■ **EXERCISE DIRECTIONS**: Please return the full listing. Every line must match exactly.

- - -

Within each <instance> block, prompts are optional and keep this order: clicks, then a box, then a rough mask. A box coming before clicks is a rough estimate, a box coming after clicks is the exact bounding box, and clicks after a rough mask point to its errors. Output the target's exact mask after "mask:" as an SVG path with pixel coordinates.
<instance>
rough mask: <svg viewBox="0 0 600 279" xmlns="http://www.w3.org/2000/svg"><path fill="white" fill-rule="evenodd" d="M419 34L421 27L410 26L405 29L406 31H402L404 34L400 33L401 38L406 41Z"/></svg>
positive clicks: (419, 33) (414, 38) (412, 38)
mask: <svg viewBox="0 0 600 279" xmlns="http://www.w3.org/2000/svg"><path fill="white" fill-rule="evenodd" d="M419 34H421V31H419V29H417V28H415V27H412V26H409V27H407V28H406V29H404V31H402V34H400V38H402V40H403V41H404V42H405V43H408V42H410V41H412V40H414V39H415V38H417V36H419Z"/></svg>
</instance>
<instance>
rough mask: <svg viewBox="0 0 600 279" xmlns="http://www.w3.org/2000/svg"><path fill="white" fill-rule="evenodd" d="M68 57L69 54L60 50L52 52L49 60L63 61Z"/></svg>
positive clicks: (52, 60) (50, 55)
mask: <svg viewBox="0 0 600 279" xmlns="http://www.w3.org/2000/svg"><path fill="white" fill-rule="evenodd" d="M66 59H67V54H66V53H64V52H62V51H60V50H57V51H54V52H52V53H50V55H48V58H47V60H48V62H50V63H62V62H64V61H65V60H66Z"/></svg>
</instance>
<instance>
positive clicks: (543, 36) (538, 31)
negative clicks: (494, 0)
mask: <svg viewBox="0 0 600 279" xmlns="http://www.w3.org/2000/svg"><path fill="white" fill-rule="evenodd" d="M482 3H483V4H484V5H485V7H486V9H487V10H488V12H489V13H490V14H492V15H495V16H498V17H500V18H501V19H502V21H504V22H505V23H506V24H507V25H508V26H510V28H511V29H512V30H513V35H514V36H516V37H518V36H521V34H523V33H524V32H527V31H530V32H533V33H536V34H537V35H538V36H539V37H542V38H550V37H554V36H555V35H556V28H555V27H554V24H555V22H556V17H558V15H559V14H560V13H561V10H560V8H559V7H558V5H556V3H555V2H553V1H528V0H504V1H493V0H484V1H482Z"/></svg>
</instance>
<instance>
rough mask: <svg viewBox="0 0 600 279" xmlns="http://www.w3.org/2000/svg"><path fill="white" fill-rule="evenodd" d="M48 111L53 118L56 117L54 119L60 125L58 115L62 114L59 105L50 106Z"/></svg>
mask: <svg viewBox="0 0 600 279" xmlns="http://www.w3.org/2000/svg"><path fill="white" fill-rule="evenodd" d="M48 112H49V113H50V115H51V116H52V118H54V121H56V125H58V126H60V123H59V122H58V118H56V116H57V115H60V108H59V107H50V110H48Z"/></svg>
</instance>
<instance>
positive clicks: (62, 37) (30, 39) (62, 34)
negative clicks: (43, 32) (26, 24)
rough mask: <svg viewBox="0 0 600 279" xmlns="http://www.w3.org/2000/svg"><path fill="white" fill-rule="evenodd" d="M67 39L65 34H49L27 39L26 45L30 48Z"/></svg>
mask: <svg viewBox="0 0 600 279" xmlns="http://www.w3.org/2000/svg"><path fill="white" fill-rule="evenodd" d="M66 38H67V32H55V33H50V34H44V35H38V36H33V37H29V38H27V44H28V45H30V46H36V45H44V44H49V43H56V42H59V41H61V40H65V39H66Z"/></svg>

- - -

■ **ANSWER TO THE PROBLEM**:
Within each <instance> block, prompts are optional and keep this order: clicks, then a box, then a rough mask. A box coming before clicks is a rough estimate, a box coming after clicks is the exact bounding box, and clicks after a rough mask point to its errors. Output the target's exact mask after "mask:" as an SVG path with pixel coordinates.
<instance>
rough mask: <svg viewBox="0 0 600 279" xmlns="http://www.w3.org/2000/svg"><path fill="white" fill-rule="evenodd" d="M419 34L421 27L410 26L405 29L406 31H402L404 34L400 33L401 38L406 41Z"/></svg>
positive clicks: (419, 33) (414, 38) (412, 38)
mask: <svg viewBox="0 0 600 279" xmlns="http://www.w3.org/2000/svg"><path fill="white" fill-rule="evenodd" d="M419 34H421V31H419V29H417V28H415V27H412V26H409V27H407V28H406V29H404V31H402V34H400V38H402V40H403V41H404V42H405V43H408V42H410V41H412V40H414V39H415V38H417V36H419Z"/></svg>
</instance>
<instance>
rough mask: <svg viewBox="0 0 600 279" xmlns="http://www.w3.org/2000/svg"><path fill="white" fill-rule="evenodd" d="M68 57L69 54L60 50L52 52L49 60L63 61Z"/></svg>
positive clicks: (52, 60) (50, 55)
mask: <svg viewBox="0 0 600 279" xmlns="http://www.w3.org/2000/svg"><path fill="white" fill-rule="evenodd" d="M66 59H67V54H66V53H64V52H62V51H60V50H57V51H54V52H52V53H50V55H48V58H47V60H48V62H50V63H62V62H64V61H65V60H66Z"/></svg>
</instance>
<instance>
positive clicks: (543, 36) (538, 31)
negative clicks: (494, 0)
mask: <svg viewBox="0 0 600 279" xmlns="http://www.w3.org/2000/svg"><path fill="white" fill-rule="evenodd" d="M482 3H483V4H484V5H485V7H486V9H487V10H488V12H489V13H490V14H492V15H495V16H498V17H500V18H501V19H502V21H504V22H505V23H506V24H507V25H508V26H510V28H511V29H512V30H513V35H514V36H516V37H518V36H521V34H523V33H524V32H527V31H530V32H533V33H536V34H537V35H538V36H539V37H542V38H550V37H554V36H555V35H556V28H555V27H554V24H555V22H556V17H558V15H559V14H560V13H561V10H560V8H559V7H558V5H556V3H555V2H553V1H528V0H504V1H493V0H484V1H482Z"/></svg>
</instance>
<instance>
rough mask: <svg viewBox="0 0 600 279" xmlns="http://www.w3.org/2000/svg"><path fill="white" fill-rule="evenodd" d="M48 111L53 118L56 117L54 119L60 125L58 115L62 114L59 105L50 106Z"/></svg>
mask: <svg viewBox="0 0 600 279" xmlns="http://www.w3.org/2000/svg"><path fill="white" fill-rule="evenodd" d="M48 112H49V113H50V115H51V116H52V118H54V121H56V125H58V126H60V123H59V122H58V118H56V116H57V115H60V108H59V107H50V110H48Z"/></svg>
</instance>
<instance>
positive clicks: (62, 37) (30, 39) (62, 34)
negative clicks: (43, 32) (26, 24)
rough mask: <svg viewBox="0 0 600 279" xmlns="http://www.w3.org/2000/svg"><path fill="white" fill-rule="evenodd" d="M67 39L65 34H49L27 39L26 45L30 48Z"/></svg>
mask: <svg viewBox="0 0 600 279" xmlns="http://www.w3.org/2000/svg"><path fill="white" fill-rule="evenodd" d="M66 38H67V32H55V33H50V34H44V35H38V36H33V37H29V38H27V44H28V45H30V46H36V45H44V44H49V43H56V42H59V41H61V40H65V39H66Z"/></svg>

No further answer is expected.